* **Set task**
Output the following lines verbatim, beginning at the one containing "Expected: for each instance of the main" and ending at the one containing "x=284 y=231", and nothing else.

* **Provided records**
────

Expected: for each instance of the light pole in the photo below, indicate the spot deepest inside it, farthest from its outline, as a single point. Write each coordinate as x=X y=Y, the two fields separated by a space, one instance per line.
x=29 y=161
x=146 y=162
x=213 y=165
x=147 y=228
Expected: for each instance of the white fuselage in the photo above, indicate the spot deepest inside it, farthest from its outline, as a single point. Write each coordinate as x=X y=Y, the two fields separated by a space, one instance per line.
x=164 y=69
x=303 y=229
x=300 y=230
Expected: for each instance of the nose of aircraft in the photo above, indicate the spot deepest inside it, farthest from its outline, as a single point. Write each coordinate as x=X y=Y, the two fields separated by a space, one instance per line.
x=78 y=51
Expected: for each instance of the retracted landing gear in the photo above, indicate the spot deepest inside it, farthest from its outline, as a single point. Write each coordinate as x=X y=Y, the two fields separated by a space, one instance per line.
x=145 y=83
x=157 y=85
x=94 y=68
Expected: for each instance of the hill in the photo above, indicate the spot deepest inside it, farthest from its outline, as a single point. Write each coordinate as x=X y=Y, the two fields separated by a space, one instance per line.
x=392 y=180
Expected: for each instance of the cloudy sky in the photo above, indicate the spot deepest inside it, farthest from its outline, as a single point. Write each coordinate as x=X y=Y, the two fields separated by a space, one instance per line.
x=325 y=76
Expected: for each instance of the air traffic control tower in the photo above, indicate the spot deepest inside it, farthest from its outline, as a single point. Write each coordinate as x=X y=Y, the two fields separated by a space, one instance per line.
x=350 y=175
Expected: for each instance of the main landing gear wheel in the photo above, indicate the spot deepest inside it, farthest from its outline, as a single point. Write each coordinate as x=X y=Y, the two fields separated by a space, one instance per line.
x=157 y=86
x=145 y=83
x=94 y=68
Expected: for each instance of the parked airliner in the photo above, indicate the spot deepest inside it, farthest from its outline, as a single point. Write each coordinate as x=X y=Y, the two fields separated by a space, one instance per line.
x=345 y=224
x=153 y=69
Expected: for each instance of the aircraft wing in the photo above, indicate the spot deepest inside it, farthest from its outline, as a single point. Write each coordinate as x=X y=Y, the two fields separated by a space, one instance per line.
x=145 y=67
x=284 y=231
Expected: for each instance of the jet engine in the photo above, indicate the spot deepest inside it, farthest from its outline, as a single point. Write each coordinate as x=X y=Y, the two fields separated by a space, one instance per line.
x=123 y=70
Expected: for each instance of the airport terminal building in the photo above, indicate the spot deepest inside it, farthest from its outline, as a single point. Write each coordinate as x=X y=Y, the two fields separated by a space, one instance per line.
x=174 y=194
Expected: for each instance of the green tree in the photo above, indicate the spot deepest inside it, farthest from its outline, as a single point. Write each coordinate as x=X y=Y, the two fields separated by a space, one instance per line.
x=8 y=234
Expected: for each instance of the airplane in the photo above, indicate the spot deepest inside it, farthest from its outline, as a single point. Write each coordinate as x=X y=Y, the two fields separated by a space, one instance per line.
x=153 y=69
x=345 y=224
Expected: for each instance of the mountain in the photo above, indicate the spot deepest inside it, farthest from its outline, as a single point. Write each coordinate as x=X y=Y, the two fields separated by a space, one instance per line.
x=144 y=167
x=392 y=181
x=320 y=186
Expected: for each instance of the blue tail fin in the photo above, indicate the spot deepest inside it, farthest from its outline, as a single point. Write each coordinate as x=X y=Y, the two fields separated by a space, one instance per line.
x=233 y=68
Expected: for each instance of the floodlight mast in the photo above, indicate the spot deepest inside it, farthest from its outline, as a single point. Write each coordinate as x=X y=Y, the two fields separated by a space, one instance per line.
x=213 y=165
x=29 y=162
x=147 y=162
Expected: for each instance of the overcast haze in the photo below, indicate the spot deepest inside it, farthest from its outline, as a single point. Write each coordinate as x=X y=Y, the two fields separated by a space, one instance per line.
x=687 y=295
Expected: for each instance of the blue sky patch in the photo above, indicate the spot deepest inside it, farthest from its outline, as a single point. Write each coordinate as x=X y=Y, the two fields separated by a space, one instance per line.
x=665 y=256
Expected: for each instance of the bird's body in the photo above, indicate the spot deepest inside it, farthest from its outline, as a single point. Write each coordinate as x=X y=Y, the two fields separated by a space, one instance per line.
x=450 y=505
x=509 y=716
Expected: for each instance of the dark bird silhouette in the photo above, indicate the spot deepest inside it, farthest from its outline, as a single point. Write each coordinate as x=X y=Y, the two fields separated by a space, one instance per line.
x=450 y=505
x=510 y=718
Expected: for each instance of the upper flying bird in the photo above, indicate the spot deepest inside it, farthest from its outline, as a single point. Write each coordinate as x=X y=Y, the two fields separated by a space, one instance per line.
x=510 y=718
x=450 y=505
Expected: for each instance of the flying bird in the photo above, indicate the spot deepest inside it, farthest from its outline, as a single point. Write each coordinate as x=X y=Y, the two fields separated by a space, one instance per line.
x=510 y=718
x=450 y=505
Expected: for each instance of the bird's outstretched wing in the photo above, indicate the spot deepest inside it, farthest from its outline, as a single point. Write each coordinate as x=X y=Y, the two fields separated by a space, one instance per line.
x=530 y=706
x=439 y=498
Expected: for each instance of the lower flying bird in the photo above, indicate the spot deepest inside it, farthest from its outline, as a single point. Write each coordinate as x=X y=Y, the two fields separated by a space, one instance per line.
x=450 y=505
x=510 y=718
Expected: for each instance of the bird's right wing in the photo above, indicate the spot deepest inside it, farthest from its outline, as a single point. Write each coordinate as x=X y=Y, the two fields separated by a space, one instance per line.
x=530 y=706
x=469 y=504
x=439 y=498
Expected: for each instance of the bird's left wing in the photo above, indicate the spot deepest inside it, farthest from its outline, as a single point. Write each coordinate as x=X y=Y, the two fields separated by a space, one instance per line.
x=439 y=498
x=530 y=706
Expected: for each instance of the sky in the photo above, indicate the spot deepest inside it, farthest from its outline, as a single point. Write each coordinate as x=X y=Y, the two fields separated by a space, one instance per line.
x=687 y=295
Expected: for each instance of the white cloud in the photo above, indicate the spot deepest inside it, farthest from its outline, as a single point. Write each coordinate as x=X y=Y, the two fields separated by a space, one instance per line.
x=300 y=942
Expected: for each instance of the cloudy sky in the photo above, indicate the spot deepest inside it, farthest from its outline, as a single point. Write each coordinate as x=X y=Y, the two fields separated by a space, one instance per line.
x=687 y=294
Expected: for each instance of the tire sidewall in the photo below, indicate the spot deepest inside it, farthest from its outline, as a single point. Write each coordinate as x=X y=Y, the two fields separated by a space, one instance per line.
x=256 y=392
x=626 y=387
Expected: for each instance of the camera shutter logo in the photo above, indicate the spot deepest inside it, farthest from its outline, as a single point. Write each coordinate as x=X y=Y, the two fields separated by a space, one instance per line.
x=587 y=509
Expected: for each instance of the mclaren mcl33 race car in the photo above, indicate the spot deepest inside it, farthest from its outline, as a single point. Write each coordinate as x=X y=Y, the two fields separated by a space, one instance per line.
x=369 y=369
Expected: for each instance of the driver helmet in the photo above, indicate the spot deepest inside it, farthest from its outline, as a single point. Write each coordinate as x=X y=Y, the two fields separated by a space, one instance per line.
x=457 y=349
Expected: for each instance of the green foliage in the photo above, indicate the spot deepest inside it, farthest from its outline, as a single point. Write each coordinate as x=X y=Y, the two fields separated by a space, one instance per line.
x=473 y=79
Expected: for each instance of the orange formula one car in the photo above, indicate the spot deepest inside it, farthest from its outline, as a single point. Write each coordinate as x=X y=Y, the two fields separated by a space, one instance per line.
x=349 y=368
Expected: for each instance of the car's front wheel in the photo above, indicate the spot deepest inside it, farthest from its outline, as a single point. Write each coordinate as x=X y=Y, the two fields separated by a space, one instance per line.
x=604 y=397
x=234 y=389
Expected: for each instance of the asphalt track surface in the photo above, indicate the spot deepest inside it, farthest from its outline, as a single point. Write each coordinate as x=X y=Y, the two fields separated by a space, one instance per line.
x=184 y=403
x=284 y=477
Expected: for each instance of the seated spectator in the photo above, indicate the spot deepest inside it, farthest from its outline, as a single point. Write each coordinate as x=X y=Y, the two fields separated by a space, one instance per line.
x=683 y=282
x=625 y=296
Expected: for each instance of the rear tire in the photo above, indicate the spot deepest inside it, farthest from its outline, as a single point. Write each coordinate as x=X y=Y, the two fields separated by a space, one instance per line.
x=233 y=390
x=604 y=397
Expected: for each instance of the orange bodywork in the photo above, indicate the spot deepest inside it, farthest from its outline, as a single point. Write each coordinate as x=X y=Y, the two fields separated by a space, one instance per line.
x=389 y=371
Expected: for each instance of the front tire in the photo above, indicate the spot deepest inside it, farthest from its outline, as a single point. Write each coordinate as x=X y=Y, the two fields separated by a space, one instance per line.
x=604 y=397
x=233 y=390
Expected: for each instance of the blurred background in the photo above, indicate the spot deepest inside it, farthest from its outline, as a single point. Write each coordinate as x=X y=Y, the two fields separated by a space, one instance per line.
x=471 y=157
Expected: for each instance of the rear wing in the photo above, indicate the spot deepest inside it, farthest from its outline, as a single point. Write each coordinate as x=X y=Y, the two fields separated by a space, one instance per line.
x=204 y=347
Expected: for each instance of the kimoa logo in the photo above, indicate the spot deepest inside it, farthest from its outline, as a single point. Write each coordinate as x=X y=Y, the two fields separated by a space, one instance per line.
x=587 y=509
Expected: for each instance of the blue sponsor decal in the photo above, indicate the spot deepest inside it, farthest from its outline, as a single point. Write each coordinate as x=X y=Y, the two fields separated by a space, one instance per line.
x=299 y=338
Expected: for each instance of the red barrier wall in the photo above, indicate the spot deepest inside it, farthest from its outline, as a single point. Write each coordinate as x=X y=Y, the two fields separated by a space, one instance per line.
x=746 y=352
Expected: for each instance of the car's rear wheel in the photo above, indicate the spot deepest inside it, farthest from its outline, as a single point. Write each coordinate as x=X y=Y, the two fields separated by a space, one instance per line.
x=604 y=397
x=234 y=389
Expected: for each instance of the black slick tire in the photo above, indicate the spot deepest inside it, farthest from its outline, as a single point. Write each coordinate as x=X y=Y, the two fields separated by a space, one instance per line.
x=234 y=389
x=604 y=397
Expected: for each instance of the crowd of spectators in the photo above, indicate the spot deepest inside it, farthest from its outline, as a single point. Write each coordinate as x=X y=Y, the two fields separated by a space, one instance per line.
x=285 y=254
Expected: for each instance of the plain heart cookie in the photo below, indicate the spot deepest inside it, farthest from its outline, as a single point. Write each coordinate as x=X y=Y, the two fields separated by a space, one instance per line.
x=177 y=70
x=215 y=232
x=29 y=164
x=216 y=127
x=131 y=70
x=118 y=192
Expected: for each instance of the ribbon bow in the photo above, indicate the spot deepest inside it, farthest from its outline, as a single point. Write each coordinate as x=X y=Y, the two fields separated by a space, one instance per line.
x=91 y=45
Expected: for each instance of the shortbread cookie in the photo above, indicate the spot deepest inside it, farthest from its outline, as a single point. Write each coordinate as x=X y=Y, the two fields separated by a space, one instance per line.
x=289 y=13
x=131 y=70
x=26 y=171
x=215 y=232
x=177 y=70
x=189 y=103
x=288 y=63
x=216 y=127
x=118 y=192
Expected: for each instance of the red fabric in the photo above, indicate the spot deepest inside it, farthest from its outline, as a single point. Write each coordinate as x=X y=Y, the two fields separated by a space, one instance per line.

────

* **Answer for the task**
Expected: for each instance of the main landing gear wheel in the photo above, indicate the spot deepest inside it, farthest from its outline, as a single point. Write each coordinate as x=X y=Y, the two fields separated by a space, one instance per line.
x=157 y=86
x=145 y=83
x=94 y=68
Expected: for each instance of the parked airliner in the photo above, indicate the spot deepest inside it, farthest from its outline, as a single point. Write each coordinate as x=X y=Y, the two fields separated by a space, one instance per line.
x=345 y=224
x=153 y=69
Expected: for each instance of the aircraft wing in the photo above, indicate the spot deepest inside it, farthest from its outline, as a single point. Write each coordinate as x=X y=Y, the two fields separated by a space, one instance per line.
x=145 y=67
x=284 y=231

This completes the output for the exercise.